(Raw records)
********
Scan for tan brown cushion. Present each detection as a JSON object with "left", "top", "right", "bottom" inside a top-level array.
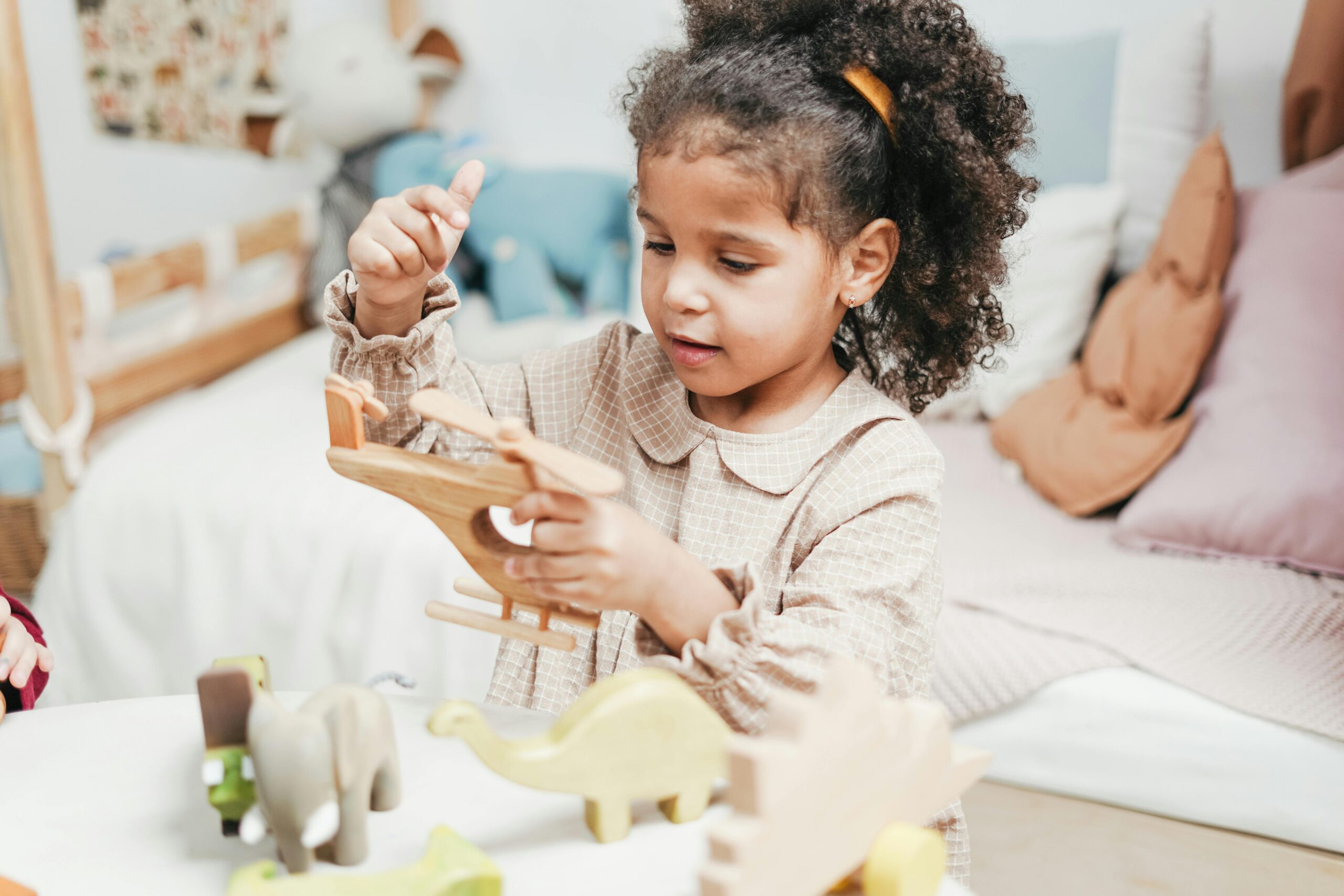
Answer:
[
  {"left": 1282, "top": 0, "right": 1344, "bottom": 169},
  {"left": 1083, "top": 132, "right": 1236, "bottom": 423},
  {"left": 991, "top": 132, "right": 1236, "bottom": 516},
  {"left": 991, "top": 364, "right": 1191, "bottom": 516}
]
********
» Instructions to follow
Can you output the raw records above as a numbered list of their lines, with blank lines dropped and the pictures left out?

» Exercise solution
1. Scan for tan brown cushion. Present each detection as a JSON object with "left", "top", "right", "bottom" inside a top-level array.
2. Answer:
3. [
4.   {"left": 1282, "top": 0, "right": 1344, "bottom": 169},
5.   {"left": 1083, "top": 132, "right": 1236, "bottom": 423},
6.   {"left": 991, "top": 132, "right": 1236, "bottom": 516},
7.   {"left": 991, "top": 364, "right": 1191, "bottom": 516}
8. ]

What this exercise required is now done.